MATERIAL SUPPLIED.
— START —
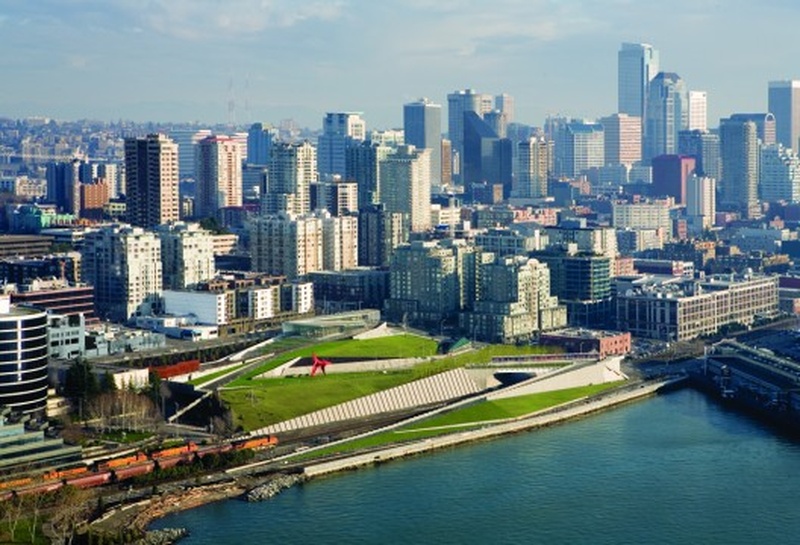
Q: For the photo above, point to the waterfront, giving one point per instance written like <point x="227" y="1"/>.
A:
<point x="672" y="469"/>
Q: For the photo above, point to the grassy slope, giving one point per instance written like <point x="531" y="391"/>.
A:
<point x="260" y="402"/>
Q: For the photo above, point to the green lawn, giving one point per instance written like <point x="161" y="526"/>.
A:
<point x="465" y="419"/>
<point x="261" y="402"/>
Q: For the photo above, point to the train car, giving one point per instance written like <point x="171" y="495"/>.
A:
<point x="257" y="443"/>
<point x="128" y="472"/>
<point x="123" y="461"/>
<point x="16" y="483"/>
<point x="60" y="474"/>
<point x="188" y="448"/>
<point x="216" y="449"/>
<point x="50" y="486"/>
<point x="90" y="480"/>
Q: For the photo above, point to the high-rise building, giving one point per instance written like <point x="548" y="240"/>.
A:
<point x="704" y="147"/>
<point x="579" y="146"/>
<point x="379" y="233"/>
<point x="186" y="139"/>
<point x="739" y="154"/>
<point x="666" y="115"/>
<point x="487" y="158"/>
<point x="670" y="176"/>
<point x="339" y="242"/>
<point x="287" y="245"/>
<point x="23" y="366"/>
<point x="363" y="164"/>
<point x="698" y="111"/>
<point x="187" y="255"/>
<point x="422" y="125"/>
<point x="259" y="141"/>
<point x="151" y="173"/>
<point x="339" y="130"/>
<point x="292" y="168"/>
<point x="701" y="203"/>
<point x="219" y="175"/>
<point x="406" y="186"/>
<point x="622" y="139"/>
<point x="458" y="103"/>
<point x="766" y="128"/>
<point x="535" y="158"/>
<point x="123" y="263"/>
<point x="637" y="66"/>
<point x="784" y="103"/>
<point x="779" y="174"/>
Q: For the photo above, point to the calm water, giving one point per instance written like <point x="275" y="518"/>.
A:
<point x="673" y="469"/>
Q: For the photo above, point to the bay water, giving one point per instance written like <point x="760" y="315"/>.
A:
<point x="675" y="468"/>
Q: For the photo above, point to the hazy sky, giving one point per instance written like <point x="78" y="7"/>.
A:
<point x="184" y="60"/>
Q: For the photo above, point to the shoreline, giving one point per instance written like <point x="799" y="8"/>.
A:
<point x="143" y="513"/>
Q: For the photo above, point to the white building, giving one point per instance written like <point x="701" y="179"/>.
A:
<point x="123" y="263"/>
<point x="218" y="169"/>
<point x="187" y="253"/>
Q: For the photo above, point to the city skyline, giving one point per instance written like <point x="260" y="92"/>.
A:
<point x="184" y="61"/>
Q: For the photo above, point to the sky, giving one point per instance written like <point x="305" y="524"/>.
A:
<point x="189" y="60"/>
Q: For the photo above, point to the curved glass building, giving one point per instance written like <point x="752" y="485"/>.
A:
<point x="23" y="358"/>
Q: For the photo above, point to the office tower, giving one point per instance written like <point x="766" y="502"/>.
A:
<point x="336" y="197"/>
<point x="422" y="125"/>
<point x="186" y="140"/>
<point x="779" y="174"/>
<point x="670" y="176"/>
<point x="504" y="103"/>
<point x="698" y="111"/>
<point x="458" y="103"/>
<point x="766" y="126"/>
<point x="622" y="139"/>
<point x="637" y="65"/>
<point x="784" y="103"/>
<point x="447" y="162"/>
<point x="187" y="255"/>
<point x="487" y="158"/>
<point x="285" y="244"/>
<point x="704" y="147"/>
<point x="219" y="175"/>
<point x="23" y="367"/>
<point x="151" y="173"/>
<point x="292" y="168"/>
<point x="701" y="203"/>
<point x="259" y="141"/>
<point x="667" y="114"/>
<point x="534" y="157"/>
<point x="123" y="263"/>
<point x="339" y="242"/>
<point x="339" y="130"/>
<point x="739" y="154"/>
<point x="406" y="185"/>
<point x="579" y="146"/>
<point x="363" y="164"/>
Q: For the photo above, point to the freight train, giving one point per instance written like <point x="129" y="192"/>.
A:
<point x="114" y="470"/>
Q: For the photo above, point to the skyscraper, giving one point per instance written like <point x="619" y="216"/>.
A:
<point x="670" y="176"/>
<point x="637" y="66"/>
<point x="406" y="186"/>
<point x="535" y="158"/>
<point x="666" y="115"/>
<point x="784" y="103"/>
<point x="422" y="124"/>
<point x="292" y="168"/>
<point x="339" y="129"/>
<point x="219" y="175"/>
<point x="622" y="139"/>
<point x="739" y="154"/>
<point x="151" y="174"/>
<point x="698" y="111"/>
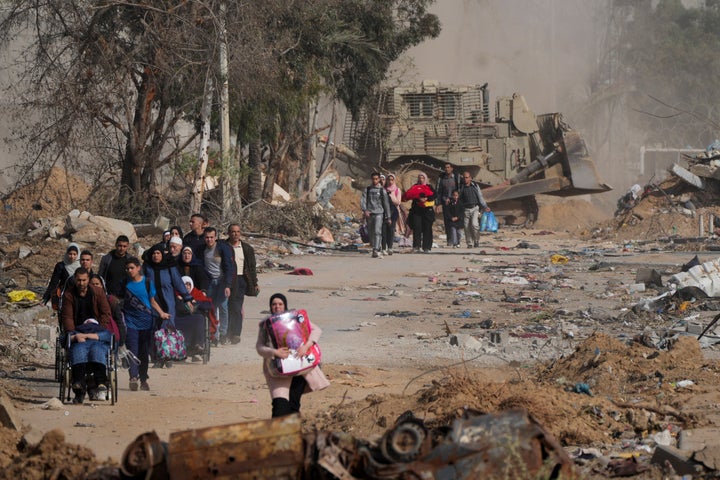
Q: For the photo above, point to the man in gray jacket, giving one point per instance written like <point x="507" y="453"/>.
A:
<point x="472" y="200"/>
<point x="376" y="210"/>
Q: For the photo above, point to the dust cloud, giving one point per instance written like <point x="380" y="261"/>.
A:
<point x="544" y="49"/>
<point x="548" y="50"/>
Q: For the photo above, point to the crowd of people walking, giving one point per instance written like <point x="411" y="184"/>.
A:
<point x="174" y="285"/>
<point x="457" y="197"/>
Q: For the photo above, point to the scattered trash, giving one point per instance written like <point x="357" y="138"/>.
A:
<point x="20" y="295"/>
<point x="301" y="271"/>
<point x="558" y="259"/>
<point x="582" y="388"/>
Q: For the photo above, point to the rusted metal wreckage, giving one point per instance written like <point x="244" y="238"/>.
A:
<point x="505" y="445"/>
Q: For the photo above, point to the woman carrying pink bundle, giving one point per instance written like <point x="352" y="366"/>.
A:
<point x="422" y="213"/>
<point x="286" y="391"/>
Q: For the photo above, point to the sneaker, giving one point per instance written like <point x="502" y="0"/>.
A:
<point x="101" y="392"/>
<point x="93" y="394"/>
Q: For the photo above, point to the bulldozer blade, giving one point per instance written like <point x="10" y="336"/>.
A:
<point x="582" y="171"/>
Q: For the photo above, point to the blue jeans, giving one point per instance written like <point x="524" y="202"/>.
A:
<point x="91" y="350"/>
<point x="235" y="314"/>
<point x="140" y="342"/>
<point x="216" y="291"/>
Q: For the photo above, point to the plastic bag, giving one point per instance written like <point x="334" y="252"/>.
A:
<point x="364" y="234"/>
<point x="291" y="329"/>
<point x="170" y="344"/>
<point x="488" y="222"/>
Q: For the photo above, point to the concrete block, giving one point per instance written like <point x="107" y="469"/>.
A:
<point x="704" y="445"/>
<point x="695" y="328"/>
<point x="44" y="333"/>
<point x="8" y="416"/>
<point x="679" y="459"/>
<point x="32" y="438"/>
<point x="697" y="438"/>
<point x="25" y="316"/>
<point x="499" y="337"/>
<point x="466" y="341"/>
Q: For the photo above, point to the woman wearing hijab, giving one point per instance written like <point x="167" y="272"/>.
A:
<point x="192" y="323"/>
<point x="388" y="230"/>
<point x="286" y="392"/>
<point x="162" y="272"/>
<point x="422" y="213"/>
<point x="62" y="271"/>
<point x="190" y="266"/>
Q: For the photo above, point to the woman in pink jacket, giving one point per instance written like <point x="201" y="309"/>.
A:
<point x="287" y="391"/>
<point x="422" y="213"/>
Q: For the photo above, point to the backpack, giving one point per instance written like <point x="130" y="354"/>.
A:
<point x="291" y="329"/>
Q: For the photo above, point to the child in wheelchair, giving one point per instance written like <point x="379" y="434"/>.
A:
<point x="89" y="347"/>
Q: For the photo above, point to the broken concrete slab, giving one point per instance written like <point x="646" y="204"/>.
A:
<point x="648" y="277"/>
<point x="464" y="340"/>
<point x="8" y="415"/>
<point x="703" y="442"/>
<point x="680" y="460"/>
<point x="705" y="277"/>
<point x="690" y="178"/>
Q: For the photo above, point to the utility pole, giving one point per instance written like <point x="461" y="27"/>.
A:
<point x="225" y="118"/>
<point x="202" y="154"/>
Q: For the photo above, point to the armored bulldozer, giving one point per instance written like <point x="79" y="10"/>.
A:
<point x="514" y="156"/>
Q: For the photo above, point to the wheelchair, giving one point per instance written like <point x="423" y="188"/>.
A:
<point x="206" y="342"/>
<point x="63" y="369"/>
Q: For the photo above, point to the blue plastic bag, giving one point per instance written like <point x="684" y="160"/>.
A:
<point x="488" y="222"/>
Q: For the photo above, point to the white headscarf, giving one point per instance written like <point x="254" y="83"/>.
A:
<point x="70" y="267"/>
<point x="187" y="279"/>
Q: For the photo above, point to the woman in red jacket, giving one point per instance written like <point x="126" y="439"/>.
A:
<point x="422" y="213"/>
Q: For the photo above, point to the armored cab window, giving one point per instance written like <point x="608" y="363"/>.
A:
<point x="420" y="105"/>
<point x="448" y="105"/>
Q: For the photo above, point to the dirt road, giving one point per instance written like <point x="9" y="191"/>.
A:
<point x="385" y="322"/>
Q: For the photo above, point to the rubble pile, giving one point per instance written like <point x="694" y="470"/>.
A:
<point x="54" y="192"/>
<point x="685" y="205"/>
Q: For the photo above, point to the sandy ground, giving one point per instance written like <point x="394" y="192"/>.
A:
<point x="385" y="335"/>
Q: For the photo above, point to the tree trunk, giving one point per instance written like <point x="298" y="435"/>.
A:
<point x="326" y="152"/>
<point x="309" y="154"/>
<point x="255" y="186"/>
<point x="202" y="153"/>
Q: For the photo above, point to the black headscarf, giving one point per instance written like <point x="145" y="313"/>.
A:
<point x="281" y="297"/>
<point x="147" y="257"/>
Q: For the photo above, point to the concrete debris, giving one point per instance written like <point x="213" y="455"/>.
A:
<point x="486" y="446"/>
<point x="8" y="416"/>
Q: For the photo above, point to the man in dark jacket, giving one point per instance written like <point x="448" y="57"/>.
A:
<point x="112" y="267"/>
<point x="195" y="238"/>
<point x="82" y="307"/>
<point x="220" y="267"/>
<point x="245" y="282"/>
<point x="447" y="183"/>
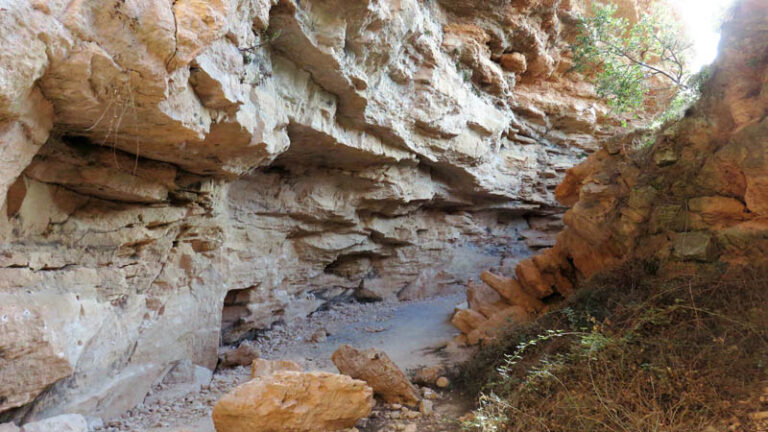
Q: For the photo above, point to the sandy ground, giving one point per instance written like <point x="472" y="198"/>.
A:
<point x="413" y="334"/>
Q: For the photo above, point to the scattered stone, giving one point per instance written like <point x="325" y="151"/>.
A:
<point x="379" y="371"/>
<point x="514" y="62"/>
<point x="426" y="407"/>
<point x="243" y="355"/>
<point x="429" y="375"/>
<point x="294" y="401"/>
<point x="443" y="382"/>
<point x="319" y="336"/>
<point x="696" y="246"/>
<point x="263" y="367"/>
<point x="428" y="393"/>
<point x="62" y="423"/>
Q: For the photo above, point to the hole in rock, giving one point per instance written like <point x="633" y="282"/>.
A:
<point x="234" y="317"/>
— END —
Each line from the one bearing "Q: For the photo above, point to the armored cab" through the final line of the records is to be copied exactly, and no pictures are to be included.

CORRECT RESPONSE.
Q: For the photo above, point to the armored cab window, giving one point per instance written like <point x="608" y="363"/>.
A:
<point x="420" y="105"/>
<point x="448" y="105"/>
Q: For the photo above, point to the dirt road, giving one point per instance written like <point x="9" y="191"/>.
A:
<point x="385" y="322"/>
Q: For the photo above, point to the rubble pile, giving one point per instance written like <point x="694" y="470"/>.
A:
<point x="54" y="192"/>
<point x="685" y="205"/>
Q: For the photo above, point to the sandy ground, giving one point per instance written like <point x="394" y="192"/>.
A:
<point x="385" y="335"/>
Q: For the photo above, point to the tree trunk, giving one point per instance written like <point x="298" y="435"/>.
A:
<point x="326" y="152"/>
<point x="309" y="154"/>
<point x="255" y="186"/>
<point x="202" y="153"/>
Q: For the photo above, point to the black headscarf, giving one point per instance written like <point x="145" y="313"/>.
A:
<point x="281" y="297"/>
<point x="147" y="257"/>
Q: For the photo above, point to the concrete debris, giving one point per instance written like <point x="213" y="455"/>.
A:
<point x="486" y="446"/>
<point x="8" y="416"/>
Q: For the photo above, point to the man in dark jacket, giving one point per instance written like <point x="448" y="57"/>.
A:
<point x="112" y="267"/>
<point x="195" y="238"/>
<point x="82" y="307"/>
<point x="220" y="267"/>
<point x="245" y="282"/>
<point x="447" y="183"/>
Q: For the photo above, point to the sandy ground, giving one point per instance written like <point x="472" y="198"/>.
A:
<point x="413" y="334"/>
Q: For the photo above, point to the scattered stone, giving one point per instance written like <point x="325" y="151"/>.
A:
<point x="379" y="371"/>
<point x="514" y="62"/>
<point x="426" y="407"/>
<point x="243" y="355"/>
<point x="429" y="375"/>
<point x="294" y="401"/>
<point x="443" y="382"/>
<point x="319" y="336"/>
<point x="696" y="246"/>
<point x="263" y="367"/>
<point x="428" y="393"/>
<point x="62" y="423"/>
Q: For the photo above, point to the hole in rock, giving one point per instance written like <point x="633" y="282"/>.
A:
<point x="234" y="317"/>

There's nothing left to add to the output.